**Gestellte Aufgabe a**: Wie viele Jahre vor der Entdeckung wurde laut Ausgangstext der Mord verübt?

Peter Motram: Der Tag, der nicht im Kalender stand (1967)

© KEYSTONE
Zu Roman und Autor

Wir schreiben das Jahr 1963. Der Ich-Erzähler, ein mittelloser Kriminalschriftsteller, steht oben auf der Hammetschwand, «einer 1130 m hohen Erhebung in den Schweizer Alpen, zu der ein Warenhauslift ohne Warenhaus hinauffährt». Dort oben drückt ihm ein unheimlicher alter Herr mit »Poseidonbart«, zerknittertem Hut und Holzbein eine blaue Nickelbrille in die Hand und nötigt ihn, diese aufzusetzen. Was dann zu sehen ist, ist Anlass zu grösster Verwirrung (Zitat). Von diesem Moment an entspinnt sich eine der unglaublichsten und schwungvollsten Geschichten der literarischen Landschaft Vierwaldstättersee. Es wird ein Mord entdeckt, der allerdings schon vor 59 Jahren verübt worden ist, und noch so einiges mehr. Denn eine reizende alte Dame kehrt nach fast sechs Jahrzehnten zum Bürgenstock zurück. Einst erlebte sie hier – als Kindermädchen – eine romantische, selbstverständlich geheime Liebesgeschichte mit einem jungen Mann aus besserer Familie. Treffpunkt der Liebenden war jeweils ein Bänkchen im verwunschenen Druiden-Park oben auf dem Berg. Als er sie sitzen liess, brach für das Mädchen eine Welt zusammen.
Im Fluidum der Räume und Zeiten löst der Ich-Erzähler souverän den mysteriösen Kriminalfall. Er muss das auch unbedingt, schon aus Eigeninteresse, denn er befindet sich in einer Notlage: Über den Mordfall scheibt er einen Roman, auf diesen Roman bekommt er vor seinem Verleger einen Vorschuss und mit diesem Vorschuss muss er wiederum die horrende Hotelrechnung auf dem Bürgenstock bezahlen… Wer ermordet wurde und wer gemordet hat, wo, womit und warum, das soll hier natürlich nicht verraten werden, es würde ein einmaliges Lesevergnügen verderben.

**Gestellte Aufgabe b**: Stelle die Zeilen der Einträge von der Zeile mit „target: **mountain panorama**“ bis einschließlich der Zeile mit „POLYGON ((43 29, 23“ als Markdown-Tabelle mit den Spalten „Nr.“ und „Zeile“ dar und lass leere Zeilen weg.

**Übungsmaterial**:
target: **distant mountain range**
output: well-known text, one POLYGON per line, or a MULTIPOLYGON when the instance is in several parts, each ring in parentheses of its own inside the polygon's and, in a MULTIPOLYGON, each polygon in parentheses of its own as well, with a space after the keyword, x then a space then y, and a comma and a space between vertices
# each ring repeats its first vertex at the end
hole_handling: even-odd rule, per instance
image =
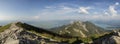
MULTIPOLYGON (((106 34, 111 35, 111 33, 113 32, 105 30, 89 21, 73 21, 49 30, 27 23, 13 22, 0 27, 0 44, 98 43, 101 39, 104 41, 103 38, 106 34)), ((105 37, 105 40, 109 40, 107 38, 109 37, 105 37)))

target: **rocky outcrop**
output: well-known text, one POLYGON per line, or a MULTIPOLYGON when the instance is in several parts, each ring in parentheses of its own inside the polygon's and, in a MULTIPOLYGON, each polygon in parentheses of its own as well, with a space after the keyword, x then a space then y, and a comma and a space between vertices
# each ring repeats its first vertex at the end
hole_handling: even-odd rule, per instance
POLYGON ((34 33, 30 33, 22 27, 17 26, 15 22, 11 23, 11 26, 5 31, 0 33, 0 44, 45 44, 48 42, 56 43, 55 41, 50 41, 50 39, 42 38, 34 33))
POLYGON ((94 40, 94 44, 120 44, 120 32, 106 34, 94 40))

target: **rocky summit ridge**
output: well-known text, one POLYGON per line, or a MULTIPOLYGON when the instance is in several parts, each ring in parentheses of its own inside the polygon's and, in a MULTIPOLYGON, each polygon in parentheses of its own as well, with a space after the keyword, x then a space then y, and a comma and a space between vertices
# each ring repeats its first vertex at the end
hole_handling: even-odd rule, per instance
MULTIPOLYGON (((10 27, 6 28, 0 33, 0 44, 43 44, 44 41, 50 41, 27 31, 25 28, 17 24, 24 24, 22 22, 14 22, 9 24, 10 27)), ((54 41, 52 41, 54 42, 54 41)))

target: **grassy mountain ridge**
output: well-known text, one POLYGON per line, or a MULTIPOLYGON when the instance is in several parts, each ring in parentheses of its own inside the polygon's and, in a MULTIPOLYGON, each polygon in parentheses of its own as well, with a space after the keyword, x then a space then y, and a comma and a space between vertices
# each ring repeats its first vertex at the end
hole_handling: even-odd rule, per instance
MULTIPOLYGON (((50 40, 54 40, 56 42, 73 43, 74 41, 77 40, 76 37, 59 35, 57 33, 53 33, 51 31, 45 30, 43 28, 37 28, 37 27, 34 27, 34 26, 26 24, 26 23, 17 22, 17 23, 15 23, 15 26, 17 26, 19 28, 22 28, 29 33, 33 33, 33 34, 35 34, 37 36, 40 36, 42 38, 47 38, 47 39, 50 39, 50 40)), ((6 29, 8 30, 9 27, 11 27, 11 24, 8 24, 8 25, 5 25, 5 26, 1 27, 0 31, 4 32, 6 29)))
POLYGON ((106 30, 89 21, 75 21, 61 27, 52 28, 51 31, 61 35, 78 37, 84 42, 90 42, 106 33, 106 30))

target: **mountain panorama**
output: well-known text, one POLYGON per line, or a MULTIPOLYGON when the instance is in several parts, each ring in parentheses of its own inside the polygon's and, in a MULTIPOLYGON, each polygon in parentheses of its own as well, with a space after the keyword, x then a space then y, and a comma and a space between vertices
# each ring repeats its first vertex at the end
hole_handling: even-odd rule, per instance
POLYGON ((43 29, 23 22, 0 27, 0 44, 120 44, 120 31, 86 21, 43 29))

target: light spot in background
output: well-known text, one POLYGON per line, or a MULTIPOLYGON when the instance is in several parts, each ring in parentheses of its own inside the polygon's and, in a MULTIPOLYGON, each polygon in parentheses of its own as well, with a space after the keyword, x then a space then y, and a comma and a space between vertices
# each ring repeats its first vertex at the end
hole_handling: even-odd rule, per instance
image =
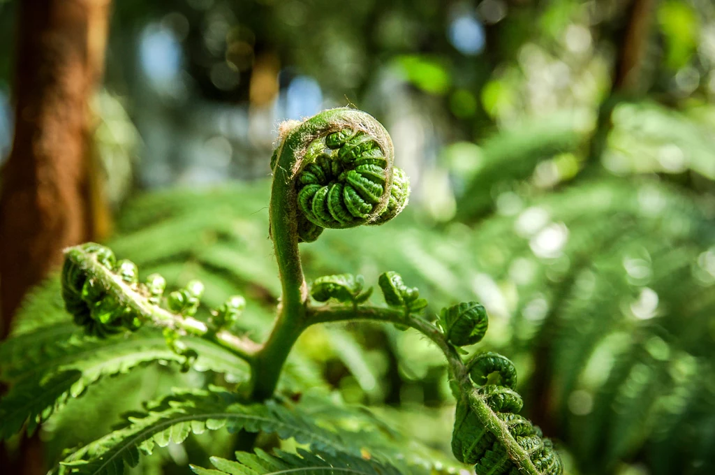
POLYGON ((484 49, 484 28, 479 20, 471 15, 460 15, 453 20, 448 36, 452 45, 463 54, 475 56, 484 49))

**Lösung a**: Vor 59 Jahren.

**Lösung b**:
| Nr. | Zeile |
|---|---|
| 1 | target: **mountain panorama** |
| 2 | output: well-known text, one POLYGON per line, or a MULTIPOLYGON when the instance is in several parts, each ring in parentheses of its own inside the polygon's and, in a MULTIPOLYGON, each polygon in parentheses of its own as well, with a space after the keyword, x then a space then y, and a comma and a space between vertices |
| 3 | # each ring repeats its first vertex at the end |
| 4 | hole_handling: even-odd rule, per instance |
| 5 | POLYGON ((43 29, 23 22, 0 27, 0 44, 120 44, 120 31, 86 21, 43 29)) |